> _Задания_:
1. Куда, согласно отрывку, ходили по воскресеньям?
2. Перепишите из отрывка дословно фрагмент от слов «По воскресеньям мы» до слов «гумне в Любавасе.» включительно.
3. Продолжите отрывок о лете в деревне и приезде Казиса Боруты, начав сразу после его последнего предложения.

Стояли теплые дни. Как мог, я помогал в полевых работах. В полуденную жару с деревенскими парнями мы купались в озере. Все это было просто прекрасно! Парни поначалу стеснялись меня, но, увидев, что я, став студентом, остался старым их приятелем, снова запросто общались со мной.

По воскресеньям мы ходили в Любавас. Здесь я встречал старых приятелей — Антанаса и Пранаса Янушявичюсов, Зосе Якубельскайте, дочку огородницы из Любаваса, которая теперь тоже начала учиться в Мариямполе, дочек арендатора Александравского поместья — Анеле и Броните — белокурых начитанных девушек. Мы вместе ходили на вечеринки, танцевали, пели и даже попробовали поставить «Нерасторжимый узел» на гумне в Любавасе.

Люди постарше спрашивали у меня о переменах в политике, но сам я еще не успел почувствовать этих перемен. Здесь люди тоже ждали, что новый сейм и новая власть облегчат всем жизнь… В конце июля я вдруг получил письмо от Казиса Боруты. Оказывается, он только что вернулся из Вены. Ему не понравилась «новая власть» и каунасские настроения. Он писал:

«Второй день, как в Каунасе, но настроение: или застрелиться, или за границу сейчас же воротиться».

Мой друг обещал приехать в Трямпиняй. Кроме того, он писал:

«Четвертую ночь не сплю, а теперь побегу к Жюгжде,[19] Петренасу,[20] Бинкису и другим по делам журнала. Если журнала не будет, я, пожалуй, откажусь от любой работы в Литве и поскорее уеду обратно».

Кажется, несколько дней спустя я увидел Казиса в нашем дворе. Надо ли рассказывать, какой радостной была наша встреча?! Меня интересовали жизнь и учение в Вене. Я понял, что Казис разочарован Веной — ничего близкого он там не нашел, только бюргерскую тупость, а про учение он отказался говорить, заметил только, что куда ни плюнешь в Вене — все равно угодишь в доктора философии. Этих докторов там развелось столько, что они даже брадобреями работают.

> _Исходный материал_:
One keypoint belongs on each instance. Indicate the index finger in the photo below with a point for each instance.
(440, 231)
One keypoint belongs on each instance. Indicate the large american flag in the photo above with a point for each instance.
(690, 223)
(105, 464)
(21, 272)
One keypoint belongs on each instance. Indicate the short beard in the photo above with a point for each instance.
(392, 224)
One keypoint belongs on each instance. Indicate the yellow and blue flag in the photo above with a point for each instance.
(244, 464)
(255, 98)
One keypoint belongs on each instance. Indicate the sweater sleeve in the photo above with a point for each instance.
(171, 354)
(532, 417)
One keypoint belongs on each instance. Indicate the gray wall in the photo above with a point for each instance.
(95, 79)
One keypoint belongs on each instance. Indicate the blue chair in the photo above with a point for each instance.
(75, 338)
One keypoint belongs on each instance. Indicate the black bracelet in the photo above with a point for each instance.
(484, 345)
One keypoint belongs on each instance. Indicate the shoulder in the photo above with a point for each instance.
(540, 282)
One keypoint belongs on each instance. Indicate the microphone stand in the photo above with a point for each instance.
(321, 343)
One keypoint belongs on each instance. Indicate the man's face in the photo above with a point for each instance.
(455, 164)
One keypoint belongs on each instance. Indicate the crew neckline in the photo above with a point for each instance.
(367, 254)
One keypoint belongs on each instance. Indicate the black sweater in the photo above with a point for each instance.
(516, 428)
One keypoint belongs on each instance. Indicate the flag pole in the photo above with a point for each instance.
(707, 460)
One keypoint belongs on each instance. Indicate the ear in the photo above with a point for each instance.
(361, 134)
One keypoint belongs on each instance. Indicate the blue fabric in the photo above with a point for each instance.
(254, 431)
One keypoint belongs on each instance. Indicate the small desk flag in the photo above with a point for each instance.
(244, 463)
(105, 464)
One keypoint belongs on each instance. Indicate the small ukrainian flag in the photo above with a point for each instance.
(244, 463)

> _Ответы_:
1. В Любавас.

2.
По воскресеньям мы ходили в Любавас. Здесь я встречал старых приятелей — Антанаса и Пранаса Янушявичюсов, Зосе Якубельскайте, дочку огородницы из Любаваса, которая теперь тоже начала учиться в Мариямполе, дочек арендатора Александравского поместья — Анеле и Броните — белокурых начитанных девушек. Мы вместе ходили на вечеринки, танцевали, пели и даже попробовали поставить «Нерасторжимый узел» на гумне в Любавасе.

3.
Победа ляудининков и социал-демократов на выборах в сейм не радовала Казиса, но я так и не понял, какой политический и общественный строй ему по душе. Он рассказывал, что в Вене подружился с каунасцем Марком Аронсоном, тоже, кажется, доктором филологических наук, большим знатоком литературы. Аронсон собирается переводить стихи литовских поэтов и составить целую антологию. Казис уже писал мне, что Аронсон перевел несколько моих стихотворений. Это была новость — тогда мы не привыкли еще к переводам на иностранные языки.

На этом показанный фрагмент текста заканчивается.